-- Opening Marker --

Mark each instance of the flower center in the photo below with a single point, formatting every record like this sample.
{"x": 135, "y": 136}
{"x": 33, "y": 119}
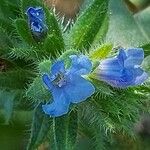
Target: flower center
{"x": 59, "y": 80}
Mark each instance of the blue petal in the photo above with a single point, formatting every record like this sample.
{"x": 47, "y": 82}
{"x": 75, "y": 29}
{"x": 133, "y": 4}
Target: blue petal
{"x": 131, "y": 77}
{"x": 60, "y": 105}
{"x": 81, "y": 65}
{"x": 110, "y": 69}
{"x": 47, "y": 81}
{"x": 135, "y": 57}
{"x": 78, "y": 89}
{"x": 37, "y": 26}
{"x": 58, "y": 67}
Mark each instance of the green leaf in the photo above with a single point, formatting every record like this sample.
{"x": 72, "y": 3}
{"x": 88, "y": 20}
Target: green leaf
{"x": 72, "y": 129}
{"x": 60, "y": 130}
{"x": 65, "y": 131}
{"x": 146, "y": 48}
{"x": 88, "y": 24}
{"x": 101, "y": 52}
{"x": 40, "y": 127}
{"x": 101, "y": 35}
{"x": 53, "y": 45}
{"x": 54, "y": 42}
{"x": 124, "y": 30}
{"x": 17, "y": 76}
{"x": 37, "y": 92}
{"x": 45, "y": 66}
{"x": 25, "y": 4}
{"x": 23, "y": 30}
{"x": 143, "y": 20}
{"x": 7, "y": 100}
{"x": 5, "y": 41}
{"x": 146, "y": 64}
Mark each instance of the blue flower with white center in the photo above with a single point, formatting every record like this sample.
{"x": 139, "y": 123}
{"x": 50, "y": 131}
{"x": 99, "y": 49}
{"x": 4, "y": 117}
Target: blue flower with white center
{"x": 67, "y": 85}
{"x": 36, "y": 21}
{"x": 123, "y": 70}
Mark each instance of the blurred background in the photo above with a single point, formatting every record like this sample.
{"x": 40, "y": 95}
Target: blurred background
{"x": 14, "y": 135}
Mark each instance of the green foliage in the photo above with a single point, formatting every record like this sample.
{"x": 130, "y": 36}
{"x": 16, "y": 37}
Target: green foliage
{"x": 101, "y": 52}
{"x": 23, "y": 61}
{"x": 65, "y": 131}
{"x": 88, "y": 24}
{"x": 37, "y": 92}
{"x": 40, "y": 127}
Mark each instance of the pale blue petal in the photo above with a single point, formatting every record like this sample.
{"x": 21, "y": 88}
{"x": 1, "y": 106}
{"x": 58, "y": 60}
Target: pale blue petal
{"x": 135, "y": 57}
{"x": 81, "y": 65}
{"x": 110, "y": 69}
{"x": 60, "y": 105}
{"x": 58, "y": 67}
{"x": 35, "y": 13}
{"x": 78, "y": 89}
{"x": 121, "y": 57}
{"x": 47, "y": 81}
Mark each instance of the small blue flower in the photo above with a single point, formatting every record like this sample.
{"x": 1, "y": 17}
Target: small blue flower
{"x": 123, "y": 70}
{"x": 67, "y": 85}
{"x": 36, "y": 21}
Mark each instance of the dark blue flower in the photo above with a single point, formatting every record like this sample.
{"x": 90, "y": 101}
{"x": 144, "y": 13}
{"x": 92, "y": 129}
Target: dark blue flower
{"x": 36, "y": 21}
{"x": 124, "y": 70}
{"x": 67, "y": 85}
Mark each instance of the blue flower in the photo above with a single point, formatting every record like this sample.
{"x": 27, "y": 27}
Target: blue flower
{"x": 67, "y": 85}
{"x": 36, "y": 21}
{"x": 124, "y": 70}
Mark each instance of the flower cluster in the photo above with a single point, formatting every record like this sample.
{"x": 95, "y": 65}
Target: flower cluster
{"x": 124, "y": 70}
{"x": 67, "y": 85}
{"x": 70, "y": 85}
{"x": 36, "y": 21}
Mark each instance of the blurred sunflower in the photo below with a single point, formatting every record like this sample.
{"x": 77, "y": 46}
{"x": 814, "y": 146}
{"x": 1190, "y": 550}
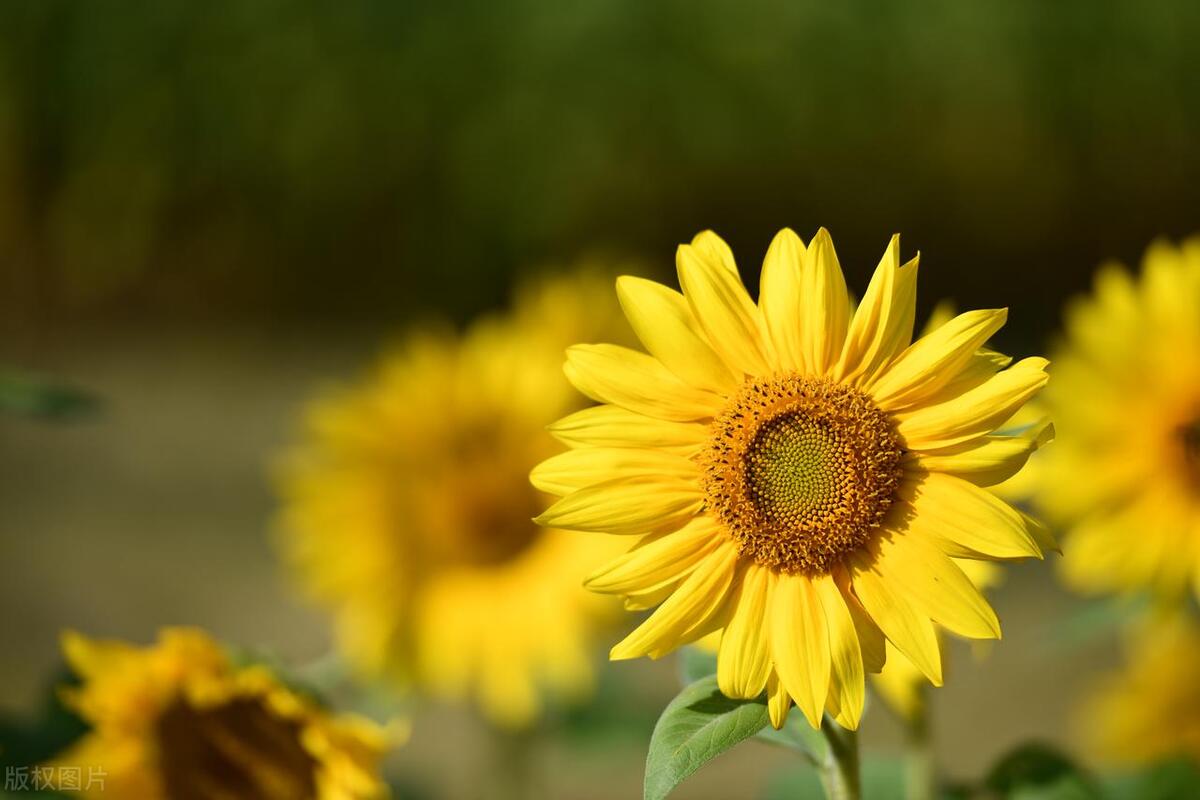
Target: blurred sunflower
{"x": 1151, "y": 710}
{"x": 798, "y": 474}
{"x": 408, "y": 511}
{"x": 178, "y": 720}
{"x": 1127, "y": 389}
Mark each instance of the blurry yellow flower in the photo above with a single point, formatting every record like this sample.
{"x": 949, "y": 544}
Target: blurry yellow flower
{"x": 178, "y": 720}
{"x": 1123, "y": 475}
{"x": 1151, "y": 709}
{"x": 797, "y": 474}
{"x": 408, "y": 511}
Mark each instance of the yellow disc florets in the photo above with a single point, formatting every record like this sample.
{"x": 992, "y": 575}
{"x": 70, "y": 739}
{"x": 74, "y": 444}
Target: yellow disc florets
{"x": 801, "y": 470}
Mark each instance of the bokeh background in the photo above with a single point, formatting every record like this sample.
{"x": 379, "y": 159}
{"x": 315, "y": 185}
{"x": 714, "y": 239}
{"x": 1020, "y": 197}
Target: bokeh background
{"x": 209, "y": 210}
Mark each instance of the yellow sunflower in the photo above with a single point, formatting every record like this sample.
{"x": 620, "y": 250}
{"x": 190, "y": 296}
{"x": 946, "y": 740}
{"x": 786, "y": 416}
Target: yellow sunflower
{"x": 796, "y": 474}
{"x": 1151, "y": 709}
{"x": 178, "y": 720}
{"x": 900, "y": 684}
{"x": 408, "y": 511}
{"x": 1127, "y": 388}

-- Closing Marker --

### EXERCISE DESCRIPTION
Return every line of the entries above that the string "below" appears in.

### ANSWER SPACE
Mark each instance of the flower center in the photo below with a single point, formatting every record like this sample.
Mark each instance of the blurred sunflower in the photo below with a single point, formatting every record like this sample.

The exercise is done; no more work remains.